(Images for object localization)
-------------------------
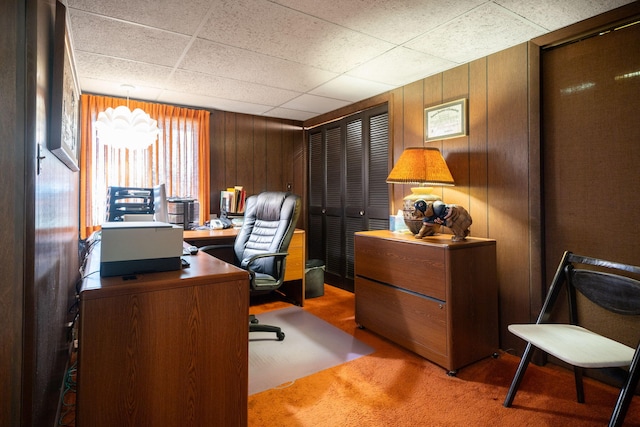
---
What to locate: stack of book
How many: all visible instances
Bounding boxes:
[220,186,246,214]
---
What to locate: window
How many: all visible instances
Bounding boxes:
[80,94,210,239]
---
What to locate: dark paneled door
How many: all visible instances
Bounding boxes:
[542,20,640,344]
[308,104,389,291]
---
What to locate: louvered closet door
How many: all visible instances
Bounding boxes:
[366,109,390,226]
[344,117,364,283]
[345,107,389,282]
[324,125,344,285]
[307,104,389,291]
[308,131,324,261]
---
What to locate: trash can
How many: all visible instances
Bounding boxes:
[305,259,325,298]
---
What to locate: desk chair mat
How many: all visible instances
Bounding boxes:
[249,306,374,395]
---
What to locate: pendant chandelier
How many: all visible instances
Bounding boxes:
[95,85,159,150]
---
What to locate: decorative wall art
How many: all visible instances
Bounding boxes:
[49,0,81,171]
[424,98,468,142]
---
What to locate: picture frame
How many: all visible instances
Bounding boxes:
[49,0,80,172]
[424,98,468,142]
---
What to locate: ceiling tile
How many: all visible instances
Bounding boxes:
[168,70,301,106]
[347,47,458,86]
[309,75,395,102]
[68,10,190,66]
[67,0,213,35]
[180,39,338,92]
[273,0,486,45]
[157,90,273,115]
[80,77,164,101]
[197,0,395,73]
[262,107,318,121]
[405,2,547,63]
[279,94,351,114]
[74,52,173,89]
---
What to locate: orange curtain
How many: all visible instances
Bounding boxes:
[79,94,210,239]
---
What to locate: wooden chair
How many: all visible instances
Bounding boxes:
[503,251,640,427]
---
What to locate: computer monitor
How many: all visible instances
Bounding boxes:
[153,184,169,223]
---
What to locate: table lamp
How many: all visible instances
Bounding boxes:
[386,147,455,233]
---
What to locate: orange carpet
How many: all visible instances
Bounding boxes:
[248,285,640,427]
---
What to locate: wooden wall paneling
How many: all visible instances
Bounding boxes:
[441,64,471,210]
[224,113,237,191]
[282,120,295,192]
[252,116,267,196]
[266,120,284,191]
[403,80,425,149]
[468,58,489,238]
[486,43,532,351]
[423,73,442,108]
[1,0,25,425]
[398,80,425,204]
[210,112,226,213]
[292,127,306,229]
[526,42,543,319]
[422,74,445,201]
[389,88,405,213]
[235,113,254,193]
[209,112,305,211]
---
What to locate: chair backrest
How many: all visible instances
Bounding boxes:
[539,252,640,326]
[233,192,301,278]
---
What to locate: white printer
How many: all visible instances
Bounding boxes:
[100,221,183,277]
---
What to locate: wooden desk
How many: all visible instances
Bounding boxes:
[77,244,249,427]
[184,228,307,306]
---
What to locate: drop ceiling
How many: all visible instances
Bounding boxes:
[66,0,634,121]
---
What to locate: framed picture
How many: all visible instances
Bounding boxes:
[49,0,80,171]
[424,98,468,142]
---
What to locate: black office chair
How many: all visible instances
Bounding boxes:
-------------------------
● **Exercise objective**
Scan the records above for the string "ceiling", then copy each line where it turns up.

● **Response area**
What to locate: ceiling tile
What to locate: drop ceiling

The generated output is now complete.